>> Start DATA TO PROCESS
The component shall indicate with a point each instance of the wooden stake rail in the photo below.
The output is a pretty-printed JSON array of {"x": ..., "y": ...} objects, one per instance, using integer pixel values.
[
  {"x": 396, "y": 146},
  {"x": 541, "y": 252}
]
>> End DATA TO PROCESS
TASK PROMPT: Could you format the material above as a JSON list of strings, with one string per line and any blank lines dropped?

SOLUTION TO THE EXERCISE:
[
  "The component shall indicate with a point each instance of the wooden stake rail in the photo below.",
  "The output is a pretty-printed JSON array of {\"x\": ..., \"y\": ...} objects, one per instance, using integer pixel values.",
  "[",
  "  {\"x\": 396, \"y\": 146},",
  "  {\"x\": 541, \"y\": 252}",
  "]"
]